DOCUMENT SECTION –

[Start of section]

Rx.Net - Get stock price changes and process them - system.reactive

The problem I'm trying to solve
Get stock ticks
Always consider latest stock price
Each x second take a snapshot of ticks and send for processing
So I have an Observable source of stock ticks. It sends only the ticks for stocks I'm interested in. What I need to do is to receive these stock prices, and after each x seconds (for the sake of example let's say every 3 seconds) send a snapshot of prices for processing. If within 3 seconds I receive 2 ticks for the same stock, I only need the latest tick. This processing is compute heavy, so if possible I would like to avoid sending same stock price for processing twice.
To bring an example.
Let's say at the beginning of sequence I received 2 ticks -> MSFT:1$, GOOG:2$.
In the next 3 seconds I receive nothing, so MSFT & GOOG ticks should be sent for processing.
Now the next second I receive new ticks -> MSFT:1$, GOOG:3$, INTL:3$
Again let's assume within next 3 seconds nothing comes in.
Here, since MSFT price didn't change (it's still 1$), only GOOG & INTL should be sent for processing.
And this repeats throughout a day.
Now I think Rx helps to solve this kind of problems in easy & elegant way. But I'm having a problem to have the proper queries.
This is what I have so far, will try to explain what it does and what's the issue with it
var finalQuery =
from priceUpdate in **Observable<StockTick>**
group priceUpdate by priceUpdate.Stock into grouped
from combined in Observable.Interval(TimeSpan.FromSeconds(3))
.CombineLatest(grouped, (t, pei) => new { PEI = pei, Interval = t })
group combined by new { combined.Interval } into combined
select new
{
Interval = combined.Key.Interval,
PEI = combined.Select(c => new StockTick(c.PEI.Stock, c.PEI.Price))
};
finalQuery
.SelectMany(combined => combined.PEI)
.Distinct(pu => new { pu.Stock, pu.Price })
.Subscribe(priceUpdate =>
{
Process(priceUpdate);
});
public class StockTick
{
public StockTick(string stock, decimal price)
{
Stock = stock;
Price = price;
}
public string Stock {get;set;}
public decimal Price {get;set;}
}
So this gets the stock price, groups it by stock, then combines latest from this grouped sequence with Observable.Interval. This way I'm trying to ensure only latest ticks for a stock are processed and it fires up every 3 seconds.
Then again it groups it up by interval this time, as a result I have group of sequences for each 3 second intervals that passed.
And as a last step, I flatten this sequence to sequence of stock price updates using SelectMany and also I'm applying Distinct to ensure same price for the same stock is not processed twice.
There are 2 issues with this query I don't like. First is I don't really like double group by's - is there any way to avoid it ? Second - with this approach I have to process prices one by one, what I really would like to have is snapshots - that is within 3 seconds whatever I have I will bundle and send for processing, but can't figure out how to bundle.
I'll be happy for suggestions to solve this problem other way, but I would prefer to stay within Rx, unless there is really something much much better.

[End of section]

WORK ORDER 1 – In the Rx.Net thread, how often does the poster want a snapshot of stock prices sent for processing in the example?
The Rx.Net thread and the listing that follows it come from different sources.

DATA SECTION –
[Start of section]

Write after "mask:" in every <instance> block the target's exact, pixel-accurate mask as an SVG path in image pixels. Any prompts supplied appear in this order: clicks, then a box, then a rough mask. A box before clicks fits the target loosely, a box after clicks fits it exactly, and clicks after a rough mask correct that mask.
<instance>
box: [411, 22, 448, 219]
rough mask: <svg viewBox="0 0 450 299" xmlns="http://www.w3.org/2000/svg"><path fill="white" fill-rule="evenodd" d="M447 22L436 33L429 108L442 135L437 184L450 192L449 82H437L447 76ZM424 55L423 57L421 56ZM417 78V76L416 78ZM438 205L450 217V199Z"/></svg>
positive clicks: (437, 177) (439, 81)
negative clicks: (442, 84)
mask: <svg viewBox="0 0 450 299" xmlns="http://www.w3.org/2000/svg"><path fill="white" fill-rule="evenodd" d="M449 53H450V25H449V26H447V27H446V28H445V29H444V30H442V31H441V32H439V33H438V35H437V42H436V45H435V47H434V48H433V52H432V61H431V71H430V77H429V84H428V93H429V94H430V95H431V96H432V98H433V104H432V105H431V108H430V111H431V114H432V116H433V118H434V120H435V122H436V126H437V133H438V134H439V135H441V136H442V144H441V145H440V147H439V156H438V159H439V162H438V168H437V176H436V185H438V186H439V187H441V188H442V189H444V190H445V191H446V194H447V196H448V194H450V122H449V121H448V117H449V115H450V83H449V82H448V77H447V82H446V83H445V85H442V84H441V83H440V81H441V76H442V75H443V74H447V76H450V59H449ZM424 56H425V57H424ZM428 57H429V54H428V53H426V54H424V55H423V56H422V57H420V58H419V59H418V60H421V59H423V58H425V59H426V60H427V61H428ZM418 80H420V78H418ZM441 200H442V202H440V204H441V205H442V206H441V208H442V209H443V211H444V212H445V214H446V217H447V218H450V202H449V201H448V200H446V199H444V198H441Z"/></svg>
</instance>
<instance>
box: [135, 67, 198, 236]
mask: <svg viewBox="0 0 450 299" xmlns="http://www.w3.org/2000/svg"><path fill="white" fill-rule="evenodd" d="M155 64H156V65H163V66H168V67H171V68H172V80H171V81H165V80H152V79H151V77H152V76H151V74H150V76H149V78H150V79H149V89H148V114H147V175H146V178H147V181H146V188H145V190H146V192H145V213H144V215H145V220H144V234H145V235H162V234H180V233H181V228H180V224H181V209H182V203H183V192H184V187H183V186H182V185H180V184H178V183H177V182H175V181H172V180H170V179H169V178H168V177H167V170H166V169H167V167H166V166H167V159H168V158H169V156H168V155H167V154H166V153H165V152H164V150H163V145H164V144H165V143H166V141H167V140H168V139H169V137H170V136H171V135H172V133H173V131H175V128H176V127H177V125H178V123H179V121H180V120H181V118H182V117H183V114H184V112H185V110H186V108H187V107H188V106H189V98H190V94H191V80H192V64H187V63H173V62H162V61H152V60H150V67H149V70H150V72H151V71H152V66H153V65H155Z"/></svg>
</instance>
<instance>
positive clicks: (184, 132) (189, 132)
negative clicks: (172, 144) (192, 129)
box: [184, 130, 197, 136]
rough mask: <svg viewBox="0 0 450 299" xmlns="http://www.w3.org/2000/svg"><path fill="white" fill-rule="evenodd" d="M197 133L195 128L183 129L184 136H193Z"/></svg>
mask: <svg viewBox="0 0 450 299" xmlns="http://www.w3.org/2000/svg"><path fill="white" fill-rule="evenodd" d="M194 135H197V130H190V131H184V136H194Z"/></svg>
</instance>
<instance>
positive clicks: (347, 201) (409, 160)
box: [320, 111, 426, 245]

[End of section]
[Start of section]

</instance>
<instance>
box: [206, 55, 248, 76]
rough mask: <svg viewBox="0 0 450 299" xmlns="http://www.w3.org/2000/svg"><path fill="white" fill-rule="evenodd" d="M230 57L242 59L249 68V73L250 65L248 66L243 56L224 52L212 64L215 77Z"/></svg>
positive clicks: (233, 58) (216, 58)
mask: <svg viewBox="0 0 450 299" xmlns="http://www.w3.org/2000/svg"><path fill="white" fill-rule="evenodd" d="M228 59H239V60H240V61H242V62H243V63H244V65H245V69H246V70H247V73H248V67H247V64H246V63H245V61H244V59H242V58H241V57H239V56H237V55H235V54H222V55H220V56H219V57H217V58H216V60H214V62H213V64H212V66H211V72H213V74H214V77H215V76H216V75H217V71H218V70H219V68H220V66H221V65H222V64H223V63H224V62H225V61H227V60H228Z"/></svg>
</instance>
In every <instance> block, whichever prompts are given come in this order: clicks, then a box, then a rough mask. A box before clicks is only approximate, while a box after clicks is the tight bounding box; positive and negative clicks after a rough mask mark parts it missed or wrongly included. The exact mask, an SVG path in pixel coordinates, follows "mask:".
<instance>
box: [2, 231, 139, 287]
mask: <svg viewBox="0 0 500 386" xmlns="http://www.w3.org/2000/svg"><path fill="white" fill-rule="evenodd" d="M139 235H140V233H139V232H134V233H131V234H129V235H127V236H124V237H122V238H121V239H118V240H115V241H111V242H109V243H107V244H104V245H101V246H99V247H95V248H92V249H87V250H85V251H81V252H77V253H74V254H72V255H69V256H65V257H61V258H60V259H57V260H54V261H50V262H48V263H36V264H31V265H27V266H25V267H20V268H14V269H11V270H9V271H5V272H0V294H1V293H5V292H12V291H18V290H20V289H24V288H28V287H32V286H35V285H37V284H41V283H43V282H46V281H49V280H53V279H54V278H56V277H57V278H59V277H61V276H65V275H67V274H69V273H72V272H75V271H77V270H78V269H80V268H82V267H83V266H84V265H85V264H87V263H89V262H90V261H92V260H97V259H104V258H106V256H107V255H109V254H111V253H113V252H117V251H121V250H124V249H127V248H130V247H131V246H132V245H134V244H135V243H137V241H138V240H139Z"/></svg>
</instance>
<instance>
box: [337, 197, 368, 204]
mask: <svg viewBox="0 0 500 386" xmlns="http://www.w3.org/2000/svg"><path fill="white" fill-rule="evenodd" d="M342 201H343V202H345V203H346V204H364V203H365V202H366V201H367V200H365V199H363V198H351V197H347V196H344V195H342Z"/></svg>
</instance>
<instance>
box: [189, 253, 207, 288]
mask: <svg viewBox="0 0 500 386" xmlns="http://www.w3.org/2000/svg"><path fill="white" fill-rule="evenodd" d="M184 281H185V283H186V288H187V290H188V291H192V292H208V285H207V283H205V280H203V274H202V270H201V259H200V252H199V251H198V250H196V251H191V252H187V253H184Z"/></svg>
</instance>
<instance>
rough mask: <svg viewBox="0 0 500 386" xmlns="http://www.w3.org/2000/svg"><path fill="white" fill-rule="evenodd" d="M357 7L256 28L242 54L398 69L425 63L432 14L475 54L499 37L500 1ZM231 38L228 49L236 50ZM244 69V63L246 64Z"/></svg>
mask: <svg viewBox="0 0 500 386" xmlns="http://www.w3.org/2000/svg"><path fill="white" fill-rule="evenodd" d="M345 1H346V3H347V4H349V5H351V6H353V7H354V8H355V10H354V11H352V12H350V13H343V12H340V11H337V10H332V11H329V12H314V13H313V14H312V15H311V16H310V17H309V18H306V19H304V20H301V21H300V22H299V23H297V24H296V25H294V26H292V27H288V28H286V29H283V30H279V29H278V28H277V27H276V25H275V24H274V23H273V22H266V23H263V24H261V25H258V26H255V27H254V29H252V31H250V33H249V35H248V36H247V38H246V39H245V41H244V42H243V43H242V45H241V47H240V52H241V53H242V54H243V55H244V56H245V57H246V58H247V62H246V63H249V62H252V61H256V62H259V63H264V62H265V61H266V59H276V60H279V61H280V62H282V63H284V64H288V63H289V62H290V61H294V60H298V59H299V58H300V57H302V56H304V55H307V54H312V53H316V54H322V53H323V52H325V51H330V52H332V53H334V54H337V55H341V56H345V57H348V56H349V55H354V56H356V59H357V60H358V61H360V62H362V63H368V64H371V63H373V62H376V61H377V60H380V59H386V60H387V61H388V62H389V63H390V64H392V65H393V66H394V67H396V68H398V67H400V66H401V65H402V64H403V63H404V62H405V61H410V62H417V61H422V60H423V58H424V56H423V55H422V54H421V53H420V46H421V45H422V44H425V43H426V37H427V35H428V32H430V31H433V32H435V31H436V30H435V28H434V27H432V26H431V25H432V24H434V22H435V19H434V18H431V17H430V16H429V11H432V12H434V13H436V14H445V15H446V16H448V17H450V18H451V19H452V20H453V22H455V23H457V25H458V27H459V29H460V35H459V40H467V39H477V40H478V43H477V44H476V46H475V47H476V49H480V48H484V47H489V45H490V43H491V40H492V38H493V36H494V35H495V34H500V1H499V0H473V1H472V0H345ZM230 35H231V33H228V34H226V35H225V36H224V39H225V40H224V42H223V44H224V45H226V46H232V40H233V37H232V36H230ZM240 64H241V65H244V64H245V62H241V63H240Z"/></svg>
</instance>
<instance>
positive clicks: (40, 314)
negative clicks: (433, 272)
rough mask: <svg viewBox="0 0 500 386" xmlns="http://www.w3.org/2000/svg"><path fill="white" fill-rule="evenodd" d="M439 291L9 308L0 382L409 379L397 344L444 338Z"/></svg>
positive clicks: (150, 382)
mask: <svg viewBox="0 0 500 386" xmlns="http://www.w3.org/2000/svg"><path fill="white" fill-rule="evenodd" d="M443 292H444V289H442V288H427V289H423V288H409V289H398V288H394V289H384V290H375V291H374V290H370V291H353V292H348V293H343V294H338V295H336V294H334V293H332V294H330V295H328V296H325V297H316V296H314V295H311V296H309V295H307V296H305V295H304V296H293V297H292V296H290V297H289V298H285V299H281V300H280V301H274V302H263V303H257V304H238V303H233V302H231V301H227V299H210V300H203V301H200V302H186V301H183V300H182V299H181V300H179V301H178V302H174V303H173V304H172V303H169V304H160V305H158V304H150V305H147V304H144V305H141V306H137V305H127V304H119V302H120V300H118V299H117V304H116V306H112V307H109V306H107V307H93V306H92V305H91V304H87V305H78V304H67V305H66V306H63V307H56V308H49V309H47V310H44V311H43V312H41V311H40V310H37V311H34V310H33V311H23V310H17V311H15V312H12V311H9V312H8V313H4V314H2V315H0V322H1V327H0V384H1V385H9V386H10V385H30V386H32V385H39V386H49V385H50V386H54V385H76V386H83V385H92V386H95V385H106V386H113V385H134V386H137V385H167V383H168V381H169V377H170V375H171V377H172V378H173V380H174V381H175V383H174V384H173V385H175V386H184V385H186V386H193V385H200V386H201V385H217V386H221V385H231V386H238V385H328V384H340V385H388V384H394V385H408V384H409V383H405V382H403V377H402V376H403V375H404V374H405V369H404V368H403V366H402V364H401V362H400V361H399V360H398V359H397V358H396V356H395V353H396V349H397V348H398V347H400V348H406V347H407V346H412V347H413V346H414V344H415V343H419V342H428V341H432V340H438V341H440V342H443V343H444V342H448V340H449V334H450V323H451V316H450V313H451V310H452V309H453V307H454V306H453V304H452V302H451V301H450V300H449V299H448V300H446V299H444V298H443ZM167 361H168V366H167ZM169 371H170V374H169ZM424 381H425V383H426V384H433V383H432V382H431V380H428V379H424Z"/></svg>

[End of section]
[Start of section]

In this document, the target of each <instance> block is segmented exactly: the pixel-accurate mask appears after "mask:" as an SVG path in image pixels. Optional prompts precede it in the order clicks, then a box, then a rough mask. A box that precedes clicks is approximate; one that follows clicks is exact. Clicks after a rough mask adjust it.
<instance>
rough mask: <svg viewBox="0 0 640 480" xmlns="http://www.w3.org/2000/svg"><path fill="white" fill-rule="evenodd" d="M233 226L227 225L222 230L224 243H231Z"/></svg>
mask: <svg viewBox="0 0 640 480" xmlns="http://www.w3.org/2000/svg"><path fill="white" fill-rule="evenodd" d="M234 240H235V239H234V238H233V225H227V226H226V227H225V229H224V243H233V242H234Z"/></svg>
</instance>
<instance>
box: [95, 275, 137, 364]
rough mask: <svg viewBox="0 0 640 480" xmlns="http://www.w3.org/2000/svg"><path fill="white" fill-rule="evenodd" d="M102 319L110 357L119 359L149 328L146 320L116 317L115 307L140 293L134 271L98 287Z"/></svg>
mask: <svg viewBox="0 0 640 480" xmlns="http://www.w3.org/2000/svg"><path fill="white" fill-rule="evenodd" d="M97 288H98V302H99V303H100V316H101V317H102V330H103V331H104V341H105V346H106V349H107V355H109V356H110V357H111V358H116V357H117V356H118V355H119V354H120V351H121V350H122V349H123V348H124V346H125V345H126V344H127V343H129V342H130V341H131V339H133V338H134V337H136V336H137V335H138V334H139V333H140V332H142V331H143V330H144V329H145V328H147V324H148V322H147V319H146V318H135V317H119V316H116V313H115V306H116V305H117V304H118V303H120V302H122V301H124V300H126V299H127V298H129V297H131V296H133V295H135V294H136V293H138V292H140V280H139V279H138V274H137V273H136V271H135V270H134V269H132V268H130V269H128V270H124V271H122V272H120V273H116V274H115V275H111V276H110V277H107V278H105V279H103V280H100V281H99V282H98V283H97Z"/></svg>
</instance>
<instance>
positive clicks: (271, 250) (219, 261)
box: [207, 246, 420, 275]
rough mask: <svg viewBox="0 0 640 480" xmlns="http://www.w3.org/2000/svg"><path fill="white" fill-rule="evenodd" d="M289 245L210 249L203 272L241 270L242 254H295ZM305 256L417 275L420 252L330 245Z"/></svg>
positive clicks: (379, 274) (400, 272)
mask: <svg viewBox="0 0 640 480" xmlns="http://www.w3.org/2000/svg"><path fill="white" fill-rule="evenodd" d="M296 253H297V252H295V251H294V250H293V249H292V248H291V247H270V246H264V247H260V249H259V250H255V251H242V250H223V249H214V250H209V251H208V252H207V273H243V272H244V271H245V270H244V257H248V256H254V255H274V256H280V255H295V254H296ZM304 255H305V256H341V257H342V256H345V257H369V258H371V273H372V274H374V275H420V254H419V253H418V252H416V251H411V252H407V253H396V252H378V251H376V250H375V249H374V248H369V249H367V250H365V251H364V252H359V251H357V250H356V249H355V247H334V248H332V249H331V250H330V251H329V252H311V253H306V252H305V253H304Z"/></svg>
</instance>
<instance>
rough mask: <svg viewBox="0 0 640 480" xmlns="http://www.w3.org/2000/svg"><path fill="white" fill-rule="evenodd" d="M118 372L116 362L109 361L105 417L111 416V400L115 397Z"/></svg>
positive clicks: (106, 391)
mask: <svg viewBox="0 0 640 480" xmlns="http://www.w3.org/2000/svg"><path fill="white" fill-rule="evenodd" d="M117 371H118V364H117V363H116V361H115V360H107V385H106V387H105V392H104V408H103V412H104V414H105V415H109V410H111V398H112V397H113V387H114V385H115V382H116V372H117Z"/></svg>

[End of section]

WORK ORDER 2 – Please lay out as a numbered list everything in the first block of the listing from the line containing "correct that mask." down to the line containing "box: [411, 22, 448, 219]", leaving out blank lines.

REPLY 1 – Every 3 seconds.

REPLY 2 –
1. Write after "mask:" in every <instance> block the target's exact, pixel-accurate mask as an SVG path in image pixels. Any prompts supplied appear in this order: clicks, then a box, then a rough mask. A box before clicks fits the target loosely, a box after clicks fits it exactly, and clicks after a rough mask correct that mask.
2. <instance>
3. box: [411, 22, 448, 219]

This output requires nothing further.